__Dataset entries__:
= Beginning of Section =
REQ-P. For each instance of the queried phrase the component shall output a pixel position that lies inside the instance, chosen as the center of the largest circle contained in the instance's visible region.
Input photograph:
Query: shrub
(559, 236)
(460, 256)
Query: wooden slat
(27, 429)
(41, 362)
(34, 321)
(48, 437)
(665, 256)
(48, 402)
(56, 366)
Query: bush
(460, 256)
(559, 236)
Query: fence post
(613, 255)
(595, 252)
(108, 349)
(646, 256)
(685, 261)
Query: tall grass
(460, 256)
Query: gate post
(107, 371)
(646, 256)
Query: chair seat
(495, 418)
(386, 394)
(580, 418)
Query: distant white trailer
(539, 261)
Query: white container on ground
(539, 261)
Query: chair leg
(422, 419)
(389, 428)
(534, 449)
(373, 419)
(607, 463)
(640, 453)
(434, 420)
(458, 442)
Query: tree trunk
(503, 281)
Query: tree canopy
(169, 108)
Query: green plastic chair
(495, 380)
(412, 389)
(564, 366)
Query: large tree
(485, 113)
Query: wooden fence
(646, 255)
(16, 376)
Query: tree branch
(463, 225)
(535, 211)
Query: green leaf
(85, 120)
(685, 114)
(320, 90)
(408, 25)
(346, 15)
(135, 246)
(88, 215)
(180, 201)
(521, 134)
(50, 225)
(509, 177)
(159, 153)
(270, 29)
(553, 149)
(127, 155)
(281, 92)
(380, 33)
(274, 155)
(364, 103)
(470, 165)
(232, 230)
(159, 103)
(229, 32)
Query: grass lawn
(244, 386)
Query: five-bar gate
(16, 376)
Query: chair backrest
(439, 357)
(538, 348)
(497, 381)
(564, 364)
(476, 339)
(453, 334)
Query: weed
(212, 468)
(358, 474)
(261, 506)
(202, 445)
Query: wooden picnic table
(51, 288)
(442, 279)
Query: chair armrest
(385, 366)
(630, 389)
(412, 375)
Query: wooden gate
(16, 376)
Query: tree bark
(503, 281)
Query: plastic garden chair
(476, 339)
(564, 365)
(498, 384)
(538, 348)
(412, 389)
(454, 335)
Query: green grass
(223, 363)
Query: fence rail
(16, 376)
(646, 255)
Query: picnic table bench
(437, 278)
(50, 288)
= End of Section =
Give back the data exactly, with no line dropped.

REQ-P. For each instance of the queried phrase the component shall output a pixel position that lies inside the instance, chosen as the center of the largest circle contained in the instance's visible region.
Input photograph:
Query: shrub
(559, 236)
(460, 256)
Query: wooden slat
(27, 429)
(41, 362)
(34, 321)
(48, 437)
(665, 256)
(48, 402)
(56, 366)
Query: bush
(460, 256)
(559, 236)
Query: fence post
(613, 255)
(595, 252)
(108, 349)
(646, 256)
(685, 261)
Query: tall grass
(460, 256)
Query: gate post
(107, 371)
(646, 256)
Query: chair seat
(495, 418)
(386, 394)
(580, 418)
Query: distant white trailer
(539, 261)
Query: white container on ground
(539, 261)
Query: chair leg
(422, 419)
(389, 428)
(534, 449)
(373, 419)
(607, 463)
(640, 453)
(434, 420)
(458, 442)
Query: tree trunk
(503, 281)
Query: tree canopy
(169, 108)
Query: green plastic chair
(495, 380)
(412, 389)
(564, 366)
Query: large tree
(485, 113)
Query: wooden fence
(646, 255)
(16, 376)
Query: tree branch
(463, 225)
(535, 211)
Query: green leaf
(85, 120)
(685, 114)
(320, 90)
(408, 25)
(346, 15)
(135, 246)
(88, 215)
(180, 201)
(521, 134)
(50, 225)
(509, 177)
(159, 153)
(270, 29)
(553, 149)
(127, 155)
(281, 92)
(380, 33)
(274, 155)
(364, 103)
(470, 165)
(232, 230)
(159, 103)
(229, 32)
Query: grass lawn
(244, 386)
Query: five-bar gate
(16, 376)
Query: chair backrest
(439, 357)
(538, 348)
(497, 381)
(564, 364)
(476, 339)
(453, 334)
Query: weed
(212, 468)
(358, 474)
(261, 506)
(202, 445)
Query: wooden picnic table
(51, 288)
(442, 279)
Query: chair armrest
(385, 366)
(630, 389)
(412, 375)
Query: wooden gate
(16, 376)
Query: tree bark
(503, 281)
Query: plastic garden chair
(476, 339)
(564, 365)
(498, 384)
(538, 348)
(412, 389)
(454, 335)
Query: green grass
(223, 363)
Query: fence rail
(16, 376)
(646, 255)
Query: picnic table bench
(437, 278)
(50, 288)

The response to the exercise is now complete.